### Work to be completed
Go through the data below. Pull out every line that has the word "modern".
[Given data]
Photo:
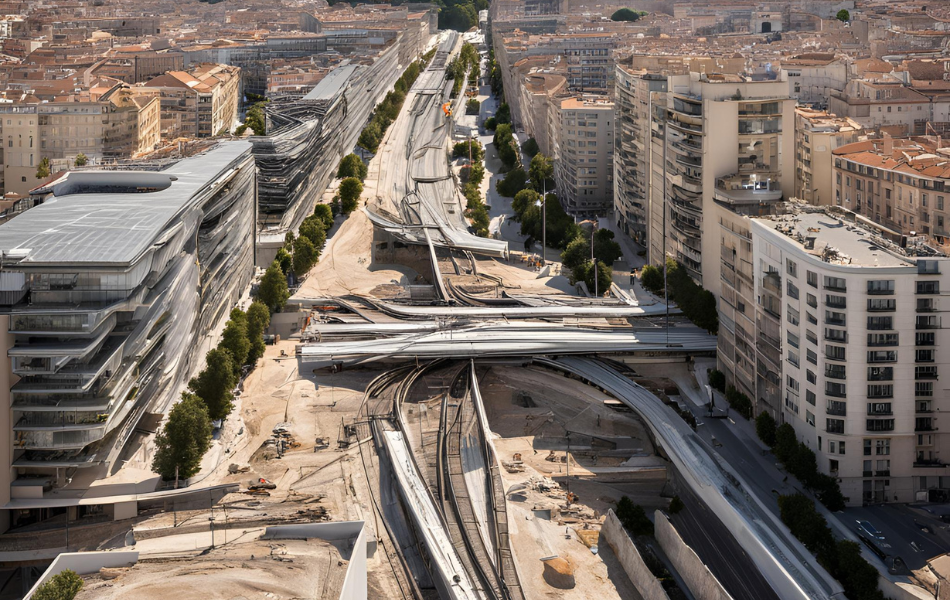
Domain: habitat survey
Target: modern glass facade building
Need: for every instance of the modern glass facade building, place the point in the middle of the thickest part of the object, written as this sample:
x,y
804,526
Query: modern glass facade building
[/Given data]
### Problem solution
Target: modern glass facade building
Need: for every instance of the modern glass facade building, place the point in the middle of the thickest part of the object, written as this sample:
Query: modern glass facade building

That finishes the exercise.